*TASK A:*
Offset every bounding-box coordinate by 31 and write the listing out again, requests included, starting with its first line and going on through the line with "[1081,623,1346,896]". Leave the pictures out of your answer.

*TEXT TO READ:*

Assume we received the following dataset from a research project that took place in Belgium and The Netherlands between 2016 and 2018:

In [2]:
!head ../docs/_static/observations_data.csv

eventDate,individualCount,country
2018-01-03,5,BA
2018-04-02,20,NL
2016-07-06,3300,BE
2017-03-02,2,BE
1018-01-08,1,NL

Within the scope of the project, we do know the following about the data:

- The project was happening in Belgium (BE) and The Netherlands (NL)
- The project was running from 2016 until 2018, so date values should be in this range
- Individual counts can not be higher than 100 and should be at least 1
- Empty values are not allowed

These specifications can be translated to [whip specifications](https://github.com/inbo/whip):

In [3]:
project_specs = """
    country:
       allowed: [BE, NL]
    eventDate:
        dateformat: '%Y-%m-%d'
        mindate: 2016-01-01
        maxdate: 2018-12-31
    individualCount:
        numberformat: x  # needs to be an integer value
        min: 1
        max: 100
"""

Records of labeled boxes
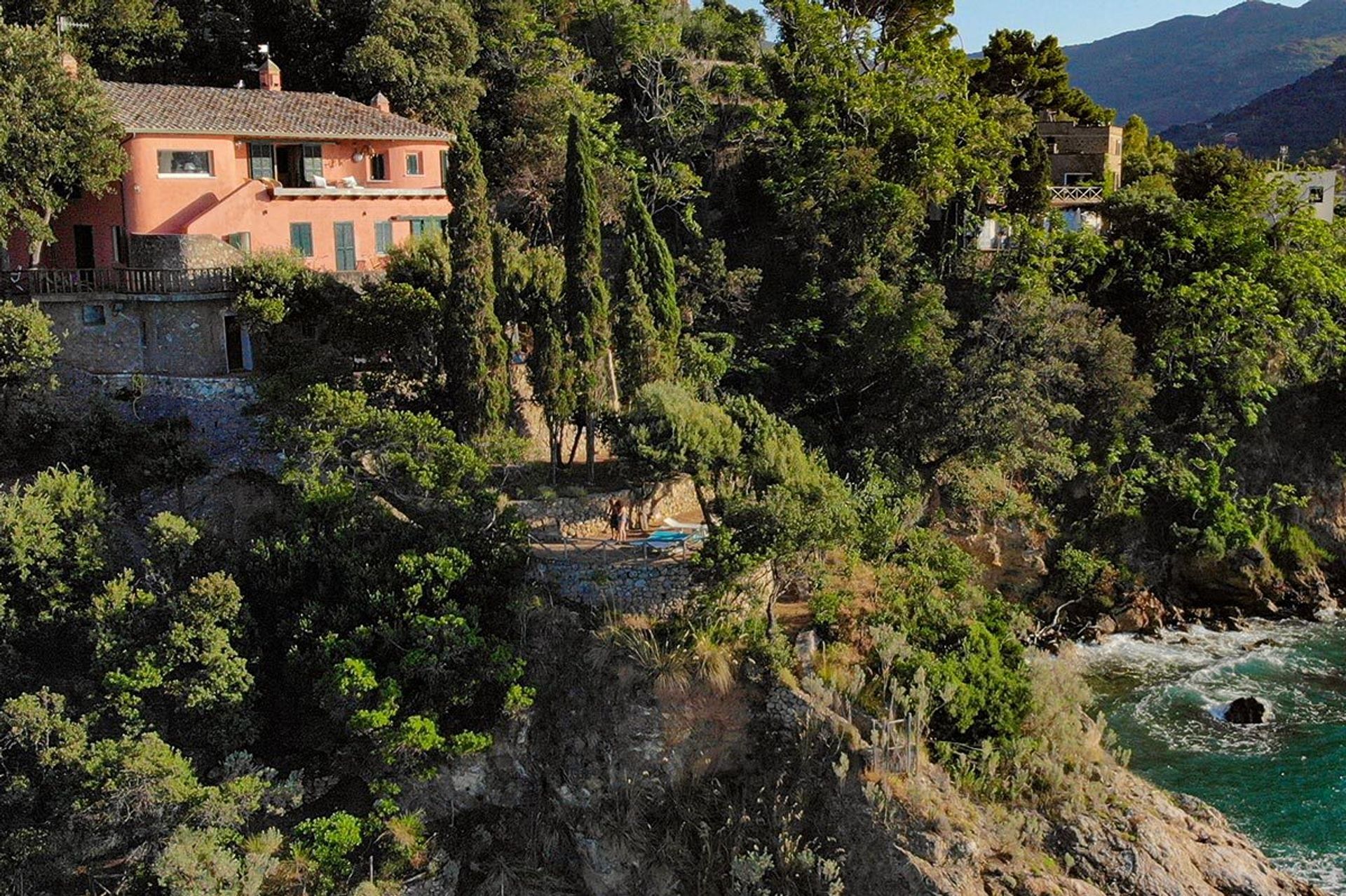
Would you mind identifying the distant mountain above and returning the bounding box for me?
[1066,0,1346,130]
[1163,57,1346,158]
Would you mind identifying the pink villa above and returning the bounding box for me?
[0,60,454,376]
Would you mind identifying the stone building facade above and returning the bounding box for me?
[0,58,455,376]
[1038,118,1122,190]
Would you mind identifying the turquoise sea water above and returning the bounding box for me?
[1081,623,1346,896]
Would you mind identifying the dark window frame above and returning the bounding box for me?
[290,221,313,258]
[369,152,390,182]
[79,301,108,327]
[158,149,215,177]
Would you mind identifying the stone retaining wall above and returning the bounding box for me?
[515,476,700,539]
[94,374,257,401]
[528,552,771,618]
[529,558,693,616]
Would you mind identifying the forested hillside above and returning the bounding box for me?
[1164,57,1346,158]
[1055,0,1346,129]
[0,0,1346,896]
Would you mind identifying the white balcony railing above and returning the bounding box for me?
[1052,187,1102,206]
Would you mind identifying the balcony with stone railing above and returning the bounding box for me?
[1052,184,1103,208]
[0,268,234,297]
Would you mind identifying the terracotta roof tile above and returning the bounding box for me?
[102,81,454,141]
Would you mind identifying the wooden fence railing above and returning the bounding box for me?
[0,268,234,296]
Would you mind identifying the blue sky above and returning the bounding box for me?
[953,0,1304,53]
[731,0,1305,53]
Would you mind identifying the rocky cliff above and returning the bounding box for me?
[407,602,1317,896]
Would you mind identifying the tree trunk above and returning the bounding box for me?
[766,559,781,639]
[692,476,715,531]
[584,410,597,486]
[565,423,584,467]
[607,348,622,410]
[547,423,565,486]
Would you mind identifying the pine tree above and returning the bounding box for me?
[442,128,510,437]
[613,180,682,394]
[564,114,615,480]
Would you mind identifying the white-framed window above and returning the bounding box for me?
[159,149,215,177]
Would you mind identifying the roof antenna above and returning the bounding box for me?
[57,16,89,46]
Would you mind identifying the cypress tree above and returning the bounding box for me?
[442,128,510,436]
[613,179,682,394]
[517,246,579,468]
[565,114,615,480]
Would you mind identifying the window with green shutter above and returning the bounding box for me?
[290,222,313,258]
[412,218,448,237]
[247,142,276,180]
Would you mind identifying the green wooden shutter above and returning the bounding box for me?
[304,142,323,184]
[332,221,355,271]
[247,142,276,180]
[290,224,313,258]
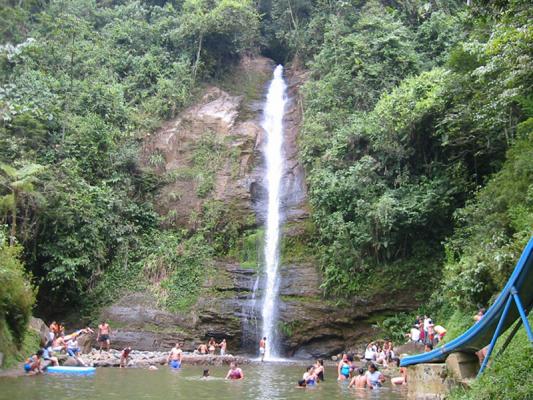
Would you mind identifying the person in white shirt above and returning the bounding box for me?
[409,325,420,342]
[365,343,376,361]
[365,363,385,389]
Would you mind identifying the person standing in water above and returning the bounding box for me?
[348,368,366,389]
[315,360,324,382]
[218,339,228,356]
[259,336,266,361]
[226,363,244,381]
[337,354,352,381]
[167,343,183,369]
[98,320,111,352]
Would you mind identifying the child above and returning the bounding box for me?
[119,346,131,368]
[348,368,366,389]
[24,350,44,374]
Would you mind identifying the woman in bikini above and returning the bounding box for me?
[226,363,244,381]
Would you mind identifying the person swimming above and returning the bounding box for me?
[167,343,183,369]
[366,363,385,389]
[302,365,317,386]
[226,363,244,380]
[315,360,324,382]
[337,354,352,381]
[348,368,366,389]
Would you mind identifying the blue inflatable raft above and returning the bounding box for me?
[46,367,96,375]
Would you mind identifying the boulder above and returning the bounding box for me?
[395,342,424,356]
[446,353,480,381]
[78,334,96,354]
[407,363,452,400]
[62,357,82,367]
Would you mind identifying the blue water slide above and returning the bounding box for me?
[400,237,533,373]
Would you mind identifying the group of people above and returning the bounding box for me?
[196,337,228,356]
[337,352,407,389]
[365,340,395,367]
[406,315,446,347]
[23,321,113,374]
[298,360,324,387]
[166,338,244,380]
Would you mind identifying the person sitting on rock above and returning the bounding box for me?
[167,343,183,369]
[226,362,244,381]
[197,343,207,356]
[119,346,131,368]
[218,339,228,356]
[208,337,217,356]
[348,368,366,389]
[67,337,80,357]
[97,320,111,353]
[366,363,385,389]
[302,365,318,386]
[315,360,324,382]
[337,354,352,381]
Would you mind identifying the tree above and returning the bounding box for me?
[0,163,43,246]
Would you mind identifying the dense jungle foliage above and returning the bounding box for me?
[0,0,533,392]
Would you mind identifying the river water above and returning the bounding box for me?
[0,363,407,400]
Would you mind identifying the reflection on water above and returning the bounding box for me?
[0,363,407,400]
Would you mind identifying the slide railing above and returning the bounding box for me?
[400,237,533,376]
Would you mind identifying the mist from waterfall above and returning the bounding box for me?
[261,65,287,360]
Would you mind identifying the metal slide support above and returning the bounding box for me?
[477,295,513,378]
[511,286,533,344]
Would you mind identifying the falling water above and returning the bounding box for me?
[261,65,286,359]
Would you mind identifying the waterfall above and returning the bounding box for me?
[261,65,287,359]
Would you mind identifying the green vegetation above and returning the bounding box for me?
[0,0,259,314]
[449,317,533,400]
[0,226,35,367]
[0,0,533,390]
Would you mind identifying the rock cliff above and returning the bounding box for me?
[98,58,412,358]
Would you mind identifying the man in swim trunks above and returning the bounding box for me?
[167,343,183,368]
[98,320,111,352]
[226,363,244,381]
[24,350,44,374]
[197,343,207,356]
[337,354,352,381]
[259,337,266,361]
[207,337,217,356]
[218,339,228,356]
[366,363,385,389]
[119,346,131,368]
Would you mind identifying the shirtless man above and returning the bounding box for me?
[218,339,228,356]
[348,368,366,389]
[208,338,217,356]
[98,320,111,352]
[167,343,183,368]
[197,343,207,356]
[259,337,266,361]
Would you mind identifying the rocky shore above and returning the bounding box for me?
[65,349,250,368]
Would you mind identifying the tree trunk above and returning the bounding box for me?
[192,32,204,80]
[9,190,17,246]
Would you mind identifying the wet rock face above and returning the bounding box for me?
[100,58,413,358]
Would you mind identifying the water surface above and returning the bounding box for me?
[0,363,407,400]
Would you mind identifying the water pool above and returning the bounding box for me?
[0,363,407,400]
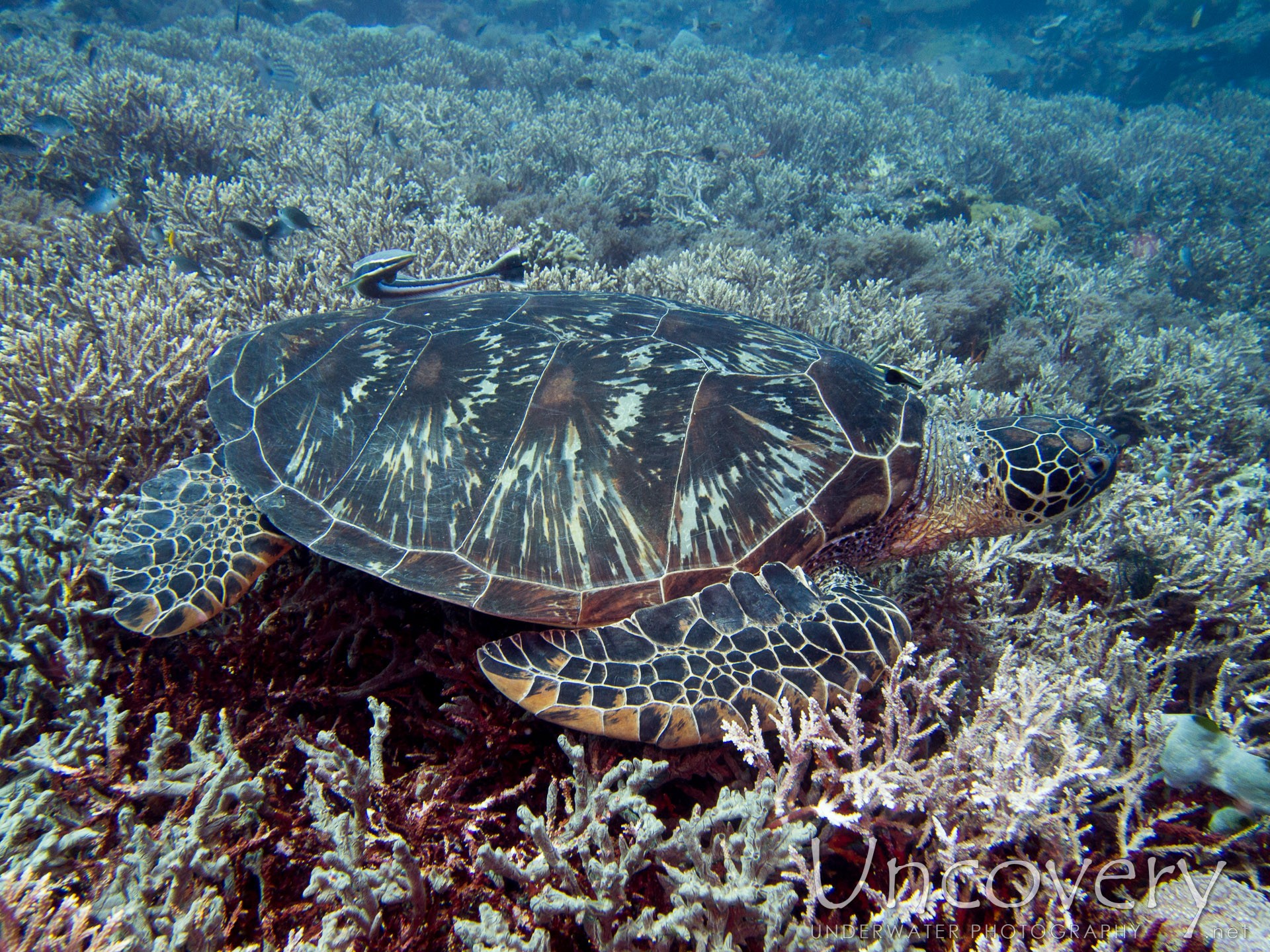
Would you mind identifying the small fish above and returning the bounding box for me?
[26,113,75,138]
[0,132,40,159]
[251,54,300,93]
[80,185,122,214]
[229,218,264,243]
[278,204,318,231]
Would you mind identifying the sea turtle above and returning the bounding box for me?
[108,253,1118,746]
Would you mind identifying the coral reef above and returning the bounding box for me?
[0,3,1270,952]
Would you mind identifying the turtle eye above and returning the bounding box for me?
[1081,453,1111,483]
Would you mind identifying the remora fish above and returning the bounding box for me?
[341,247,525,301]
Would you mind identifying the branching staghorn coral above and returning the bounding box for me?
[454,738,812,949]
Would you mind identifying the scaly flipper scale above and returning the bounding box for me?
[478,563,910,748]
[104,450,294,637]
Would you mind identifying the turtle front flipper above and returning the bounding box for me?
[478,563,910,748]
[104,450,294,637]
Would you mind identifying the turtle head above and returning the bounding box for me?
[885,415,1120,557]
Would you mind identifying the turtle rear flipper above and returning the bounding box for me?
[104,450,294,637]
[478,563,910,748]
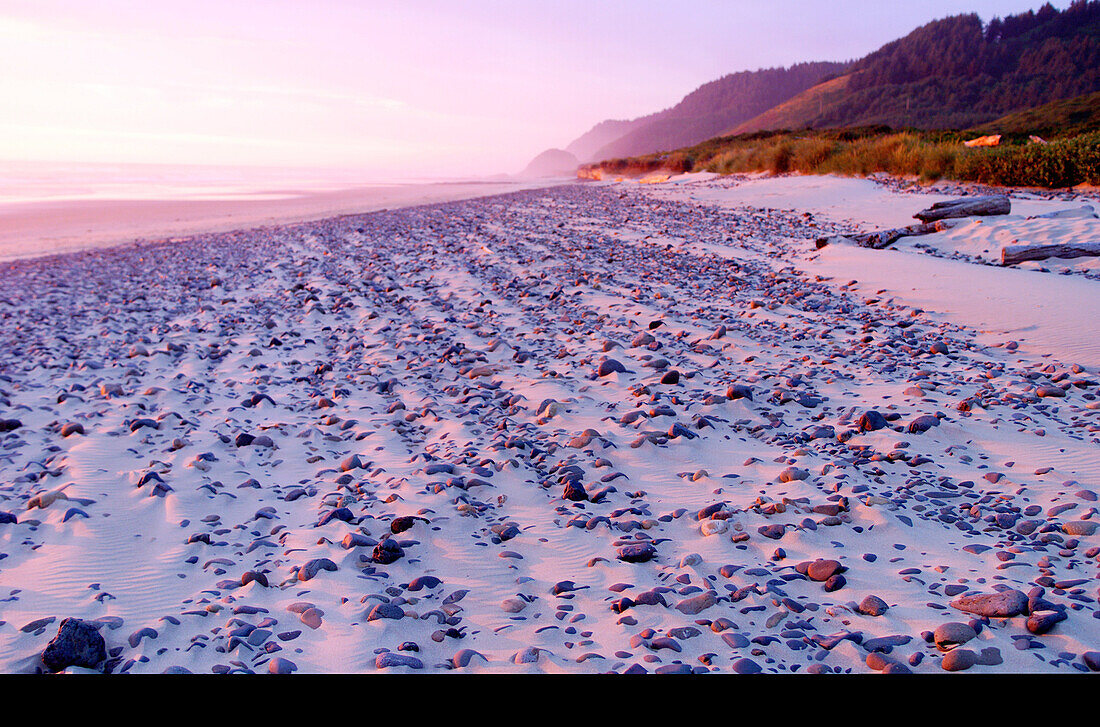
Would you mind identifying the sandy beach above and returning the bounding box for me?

*TASK B:*
Duplicate the part of the data validation text starting with "eventDate,individualCount,country" and going on through "The Netherlands (NL)".

*EXPECTED ANSWER A:*
Would you mind identifying the distant mountain above and returning the bounding box for me?
[1097,31,1377,161]
[1194,88,1377,189]
Would you mind identifying the pink villa above and returning the bounding box for me?
[31,91,485,407]
Would you mind identifying the stone building facade above and returning the bounding box for me?
[31,89,486,407]
[1069,149,1153,221]
Would you mind identifying the turquoise sea water above and returning the bounding box for me?
[1112,654,1377,927]

*EXPECTED ANSWER B:*
eventDate,individualCount,country
2018-01-03,5,BA
2018-04-02,20,NL
2016-07-06,3300,BE
2017-03-02,2,BE
1018-01-08,1,NL

Within the scope of the project, we do know the following about the data:

- The project was happening in Belgium (BE) and The Netherlands (NL)